• Exercise description
Reproduce the lines of the listing exactly, beginning at the top, until the line with "Where can the quarter" has been reproduced too.

-- Material provided follows --

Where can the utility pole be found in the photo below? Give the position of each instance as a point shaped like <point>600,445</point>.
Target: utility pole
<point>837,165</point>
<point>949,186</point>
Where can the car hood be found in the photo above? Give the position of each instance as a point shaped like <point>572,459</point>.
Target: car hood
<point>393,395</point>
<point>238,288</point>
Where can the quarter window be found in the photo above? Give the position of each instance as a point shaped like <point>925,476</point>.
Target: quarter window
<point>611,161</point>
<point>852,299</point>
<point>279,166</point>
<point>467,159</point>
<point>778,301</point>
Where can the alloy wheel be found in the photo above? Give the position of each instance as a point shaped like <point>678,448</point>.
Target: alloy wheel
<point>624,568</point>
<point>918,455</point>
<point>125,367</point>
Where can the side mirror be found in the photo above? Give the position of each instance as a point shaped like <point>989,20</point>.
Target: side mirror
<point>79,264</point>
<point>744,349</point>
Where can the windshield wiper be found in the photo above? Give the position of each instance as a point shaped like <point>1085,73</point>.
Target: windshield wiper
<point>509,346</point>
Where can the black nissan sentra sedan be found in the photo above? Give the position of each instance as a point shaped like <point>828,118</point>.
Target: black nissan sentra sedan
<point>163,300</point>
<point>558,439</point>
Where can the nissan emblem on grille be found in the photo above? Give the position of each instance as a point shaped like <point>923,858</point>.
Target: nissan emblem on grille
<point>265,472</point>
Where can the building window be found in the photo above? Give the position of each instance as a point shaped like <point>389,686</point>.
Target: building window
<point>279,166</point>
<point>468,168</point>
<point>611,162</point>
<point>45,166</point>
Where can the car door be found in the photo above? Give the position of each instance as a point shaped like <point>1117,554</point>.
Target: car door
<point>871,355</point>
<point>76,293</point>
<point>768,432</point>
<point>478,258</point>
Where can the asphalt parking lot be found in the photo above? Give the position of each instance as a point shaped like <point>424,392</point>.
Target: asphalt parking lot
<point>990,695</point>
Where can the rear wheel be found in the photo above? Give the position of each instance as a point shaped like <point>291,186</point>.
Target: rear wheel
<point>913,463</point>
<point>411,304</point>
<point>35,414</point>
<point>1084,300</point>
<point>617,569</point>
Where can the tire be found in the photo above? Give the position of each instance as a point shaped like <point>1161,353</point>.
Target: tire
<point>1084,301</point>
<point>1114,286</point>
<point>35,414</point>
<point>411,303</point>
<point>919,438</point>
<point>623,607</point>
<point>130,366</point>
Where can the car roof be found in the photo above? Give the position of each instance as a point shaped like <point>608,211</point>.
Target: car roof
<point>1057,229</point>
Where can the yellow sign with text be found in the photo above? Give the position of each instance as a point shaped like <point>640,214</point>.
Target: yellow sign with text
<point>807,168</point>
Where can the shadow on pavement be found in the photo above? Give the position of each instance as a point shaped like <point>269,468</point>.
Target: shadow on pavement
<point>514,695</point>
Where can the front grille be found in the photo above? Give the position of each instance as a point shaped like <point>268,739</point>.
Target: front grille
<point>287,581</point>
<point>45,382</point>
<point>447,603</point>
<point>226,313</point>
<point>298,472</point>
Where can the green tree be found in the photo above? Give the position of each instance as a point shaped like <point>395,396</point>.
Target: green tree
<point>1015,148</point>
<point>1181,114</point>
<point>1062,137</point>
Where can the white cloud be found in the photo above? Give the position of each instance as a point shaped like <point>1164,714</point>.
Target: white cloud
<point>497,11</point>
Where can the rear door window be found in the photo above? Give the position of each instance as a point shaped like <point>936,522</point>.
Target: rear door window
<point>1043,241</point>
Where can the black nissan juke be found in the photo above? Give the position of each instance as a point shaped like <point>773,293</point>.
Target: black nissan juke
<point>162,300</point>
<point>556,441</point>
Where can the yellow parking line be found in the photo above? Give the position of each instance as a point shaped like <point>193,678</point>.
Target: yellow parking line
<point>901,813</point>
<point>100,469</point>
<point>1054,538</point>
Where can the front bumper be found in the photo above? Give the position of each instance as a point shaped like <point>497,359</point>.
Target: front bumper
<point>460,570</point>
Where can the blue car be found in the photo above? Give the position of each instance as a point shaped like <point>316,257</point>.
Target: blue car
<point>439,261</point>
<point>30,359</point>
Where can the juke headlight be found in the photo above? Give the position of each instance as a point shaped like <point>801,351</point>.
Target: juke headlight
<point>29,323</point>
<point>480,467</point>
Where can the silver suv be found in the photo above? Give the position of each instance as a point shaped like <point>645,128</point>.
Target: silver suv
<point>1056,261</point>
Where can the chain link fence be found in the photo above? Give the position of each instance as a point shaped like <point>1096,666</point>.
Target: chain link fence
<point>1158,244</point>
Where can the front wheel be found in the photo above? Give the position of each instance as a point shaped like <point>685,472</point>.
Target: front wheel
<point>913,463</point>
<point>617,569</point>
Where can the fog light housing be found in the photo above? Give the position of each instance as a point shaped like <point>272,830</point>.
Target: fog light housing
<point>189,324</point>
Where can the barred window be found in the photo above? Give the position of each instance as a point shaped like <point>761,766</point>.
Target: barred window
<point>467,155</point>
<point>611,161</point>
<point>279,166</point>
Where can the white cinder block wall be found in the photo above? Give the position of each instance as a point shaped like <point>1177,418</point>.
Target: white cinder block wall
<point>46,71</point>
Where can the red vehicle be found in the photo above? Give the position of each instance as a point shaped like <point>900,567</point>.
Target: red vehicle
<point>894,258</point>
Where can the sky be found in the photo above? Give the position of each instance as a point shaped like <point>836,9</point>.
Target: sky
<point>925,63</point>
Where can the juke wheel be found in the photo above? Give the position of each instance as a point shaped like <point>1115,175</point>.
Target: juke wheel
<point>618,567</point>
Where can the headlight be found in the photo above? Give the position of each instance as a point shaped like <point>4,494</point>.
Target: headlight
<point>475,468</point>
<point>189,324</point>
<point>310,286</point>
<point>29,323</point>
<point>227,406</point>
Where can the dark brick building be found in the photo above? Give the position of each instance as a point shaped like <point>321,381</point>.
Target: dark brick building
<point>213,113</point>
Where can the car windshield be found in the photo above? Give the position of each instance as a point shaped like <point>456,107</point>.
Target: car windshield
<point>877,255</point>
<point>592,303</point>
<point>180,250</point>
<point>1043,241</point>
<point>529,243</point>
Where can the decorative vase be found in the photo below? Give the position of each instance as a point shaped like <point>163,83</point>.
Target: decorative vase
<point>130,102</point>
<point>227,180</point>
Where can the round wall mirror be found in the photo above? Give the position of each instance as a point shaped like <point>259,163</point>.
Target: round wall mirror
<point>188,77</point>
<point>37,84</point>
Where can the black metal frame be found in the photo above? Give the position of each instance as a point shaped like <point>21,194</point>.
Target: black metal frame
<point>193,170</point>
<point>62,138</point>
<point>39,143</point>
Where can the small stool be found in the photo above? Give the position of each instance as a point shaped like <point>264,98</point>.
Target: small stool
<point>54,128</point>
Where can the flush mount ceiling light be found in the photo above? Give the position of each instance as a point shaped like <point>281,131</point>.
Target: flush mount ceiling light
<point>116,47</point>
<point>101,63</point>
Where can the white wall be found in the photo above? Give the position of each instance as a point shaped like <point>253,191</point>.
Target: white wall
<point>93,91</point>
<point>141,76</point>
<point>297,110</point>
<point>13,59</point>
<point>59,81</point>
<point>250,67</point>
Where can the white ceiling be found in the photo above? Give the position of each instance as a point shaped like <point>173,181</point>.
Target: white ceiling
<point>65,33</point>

-- Material provided concluded --

• Output for this exercise
Where can the utility pole be found in the photo below? Give the position of each instance as a point shaped like <point>600,445</point>.
Target: utility pole
<point>837,165</point>
<point>949,186</point>
Where can the car hood be found in the photo above? Give the position of each instance as a point shaped like <point>572,459</point>.
Target: car hood
<point>393,395</point>
<point>238,288</point>
Where can the quarter window be found in the photo above? Give the position of each instance as a point shaped like <point>925,476</point>.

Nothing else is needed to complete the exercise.